▶ Textabschnitt:
Am nächsten Tage wurde exerziert. Für uns jüngere Leute, vielfach Frontkämpfer, war dies zu ertragen. Ältere Leute blieben liegen und wurden mit Fußtritten behandelt, mit Kolbenstoßen und mit Ohrfeigen und mit Faustschlägen ins Gesicht, immer begleitet von den rohesten und unflätigsten Beschimpfungen. Es befand sich in meiner Abteilung u. a. Kaufmann R. aus H., über 70 Jahre alt, ebenso der frühere Anwalt J., gleichfalls über 70. Beide wurden auf die geschilderte Weise misshandelt. Beim Exerzieren wurde, wenn die Leute nach Einzelübungen in die Reihe zurückkehrten, den Gefangenen ein Fuß gestellt, dass sie hinschlugen, und alsdann mit den Nagelschuhen der Bewachungsmannschaft im Rücken und Gesäß auf die roheste Weise ohne Anlass misshandelt. Beim Appell schritt der Lagerkommandant die Front ab. Zuweilen blieb er stehen, beschimpfte irgendeinen der Angetretenen auf die gemeinste und nicht wiederzugebende Weise. Zu einem meiner Nachbarn sagte er ohne Grund: „Jetzt muss ich mir für dich, dreckige Judensau, extra die Handschuhe ausziehen“, und nachdem er dies in aller Ruhe getan hatte, schlug er dem Bedauernswerten mit aller Kraft mehrfach ins Gesicht und auch noch unter das Kinn.
An einem Tage mussten alle Insassen antreten, um der Bestrafung zuzusehen, die an einem Gefangenen vollzogen wurde, der versucht hatte zu fliehen. Der Betreffende wurde auf einem Bock festgebunden und von zwei SA-Männern, die sich besonders hierfür gemeldet hatten, mit schweren Ochsenziemern bearbeitet, bis er die Besinnung verlor. Das Opfer musste selbst jeden Schlag, bei 25 angefangen, laut zählen, bis er infolge seiner Besinnungslosigkeit verstummte, aber auch dann hörten die Bestien mit ihren Misshandlungen nicht auf.

▶ Arbeitsauftrag:
Entnimm dem Bericht über das Lager wörtlich alles von „An einem Tage“ bis hinunter zu „Misshandlungen nicht auf.“.

▶ Datenauszüge:

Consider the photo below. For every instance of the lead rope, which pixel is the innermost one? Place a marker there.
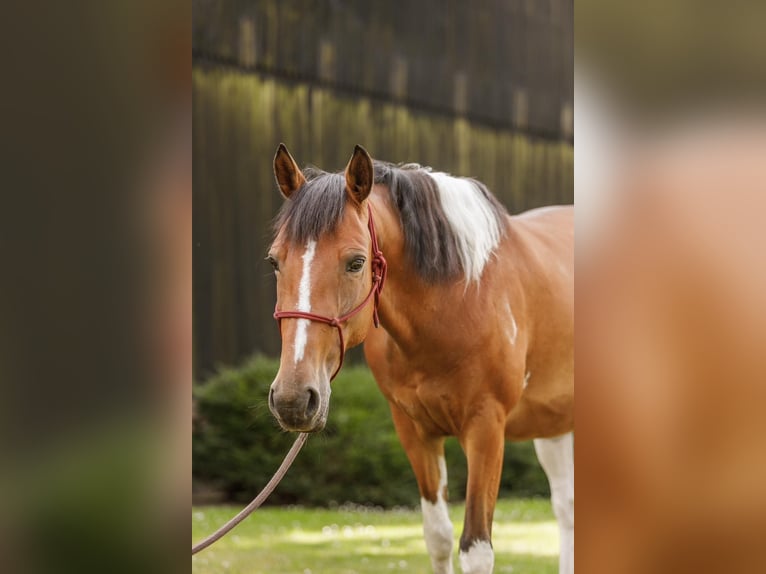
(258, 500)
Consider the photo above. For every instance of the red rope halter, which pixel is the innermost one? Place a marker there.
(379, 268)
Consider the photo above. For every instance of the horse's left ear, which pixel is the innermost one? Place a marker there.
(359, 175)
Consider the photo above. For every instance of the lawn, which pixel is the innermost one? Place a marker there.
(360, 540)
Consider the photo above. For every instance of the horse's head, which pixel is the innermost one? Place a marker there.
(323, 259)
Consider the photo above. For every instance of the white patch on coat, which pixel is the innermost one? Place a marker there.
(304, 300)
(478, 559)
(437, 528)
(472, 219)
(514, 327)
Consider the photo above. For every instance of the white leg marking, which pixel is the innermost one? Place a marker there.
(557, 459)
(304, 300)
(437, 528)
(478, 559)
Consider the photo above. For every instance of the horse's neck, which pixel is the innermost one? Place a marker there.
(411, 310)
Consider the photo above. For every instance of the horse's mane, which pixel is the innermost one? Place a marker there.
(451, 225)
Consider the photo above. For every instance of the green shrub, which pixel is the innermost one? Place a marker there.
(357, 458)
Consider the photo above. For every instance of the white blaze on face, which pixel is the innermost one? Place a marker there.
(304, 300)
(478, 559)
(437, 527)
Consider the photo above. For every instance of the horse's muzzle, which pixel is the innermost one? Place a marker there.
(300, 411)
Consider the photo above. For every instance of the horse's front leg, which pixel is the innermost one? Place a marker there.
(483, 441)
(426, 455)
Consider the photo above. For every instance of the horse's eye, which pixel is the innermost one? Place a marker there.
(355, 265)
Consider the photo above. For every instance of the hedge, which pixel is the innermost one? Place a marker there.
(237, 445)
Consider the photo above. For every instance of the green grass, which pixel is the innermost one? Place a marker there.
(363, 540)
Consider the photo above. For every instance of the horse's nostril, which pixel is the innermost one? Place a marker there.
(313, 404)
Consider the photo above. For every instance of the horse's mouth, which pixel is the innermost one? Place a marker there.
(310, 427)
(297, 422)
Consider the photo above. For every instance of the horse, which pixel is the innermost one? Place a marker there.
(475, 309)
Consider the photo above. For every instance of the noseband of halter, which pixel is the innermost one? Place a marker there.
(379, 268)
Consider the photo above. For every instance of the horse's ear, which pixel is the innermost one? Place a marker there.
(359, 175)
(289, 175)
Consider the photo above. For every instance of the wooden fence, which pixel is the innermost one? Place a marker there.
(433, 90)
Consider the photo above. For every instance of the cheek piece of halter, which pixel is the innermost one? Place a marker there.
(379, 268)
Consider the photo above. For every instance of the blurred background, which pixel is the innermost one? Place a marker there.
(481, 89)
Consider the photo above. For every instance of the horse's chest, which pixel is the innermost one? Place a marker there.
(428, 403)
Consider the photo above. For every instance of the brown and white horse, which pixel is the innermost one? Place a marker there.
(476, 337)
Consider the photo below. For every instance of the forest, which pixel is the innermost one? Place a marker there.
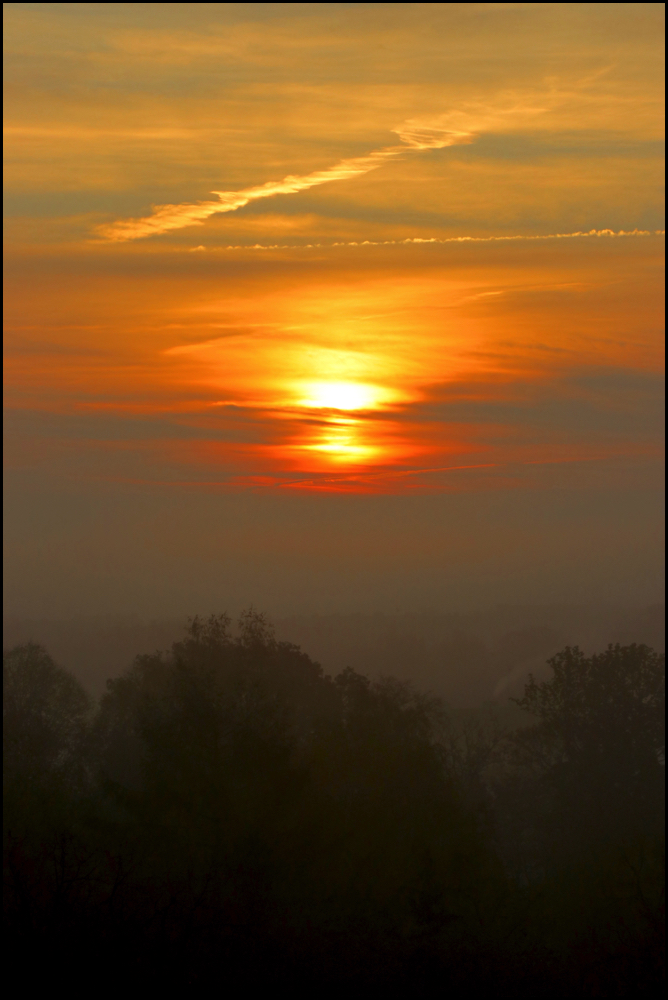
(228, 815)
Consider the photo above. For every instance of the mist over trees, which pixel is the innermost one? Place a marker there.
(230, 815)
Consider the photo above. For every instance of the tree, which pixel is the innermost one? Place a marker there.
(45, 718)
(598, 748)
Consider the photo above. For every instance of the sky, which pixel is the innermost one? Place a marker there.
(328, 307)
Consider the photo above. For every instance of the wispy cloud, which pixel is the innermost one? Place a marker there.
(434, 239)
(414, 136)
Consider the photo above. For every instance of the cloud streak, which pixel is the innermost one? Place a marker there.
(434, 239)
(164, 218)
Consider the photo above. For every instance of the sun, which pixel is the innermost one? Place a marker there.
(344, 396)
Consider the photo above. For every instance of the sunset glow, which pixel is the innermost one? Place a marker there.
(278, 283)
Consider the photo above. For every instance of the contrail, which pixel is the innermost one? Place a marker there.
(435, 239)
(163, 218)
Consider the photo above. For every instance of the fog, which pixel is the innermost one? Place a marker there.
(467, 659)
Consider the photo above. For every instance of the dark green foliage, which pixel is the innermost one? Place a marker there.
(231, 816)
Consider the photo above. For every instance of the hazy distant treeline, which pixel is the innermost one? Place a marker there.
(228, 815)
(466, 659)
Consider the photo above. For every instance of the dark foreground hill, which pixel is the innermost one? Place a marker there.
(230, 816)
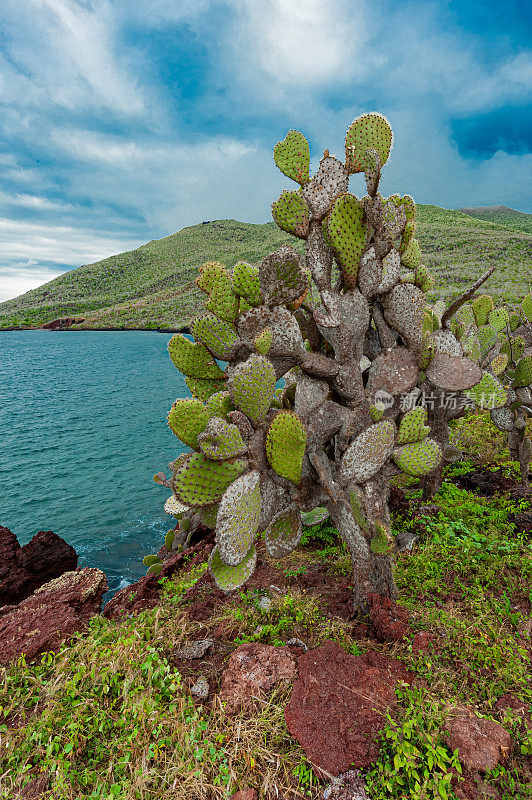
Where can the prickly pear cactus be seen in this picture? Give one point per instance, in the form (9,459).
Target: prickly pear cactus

▶ Lösung:
An einem Tage mussten alle Insassen antreten, um der Bestrafung zuzusehen, die an einem Gefangenen vollzogen wurde, der versucht hatte zu fliehen. Der Betreffende wurde auf einem Bock festgebunden und von zwei SA-Männern, die sich besonders hierfür gemeldet hatten, mit schweren Ochsenziemern bearbeitet, bis er die Besinnung verlor. Das Opfer musste selbst jeden Schlag, bei 25 angefangen, laut zählen, bis er infolge seiner Besinnungslosigkeit verstummte, aber auch dann hörten die Bestien mit ihren Misshandlungen nicht auf.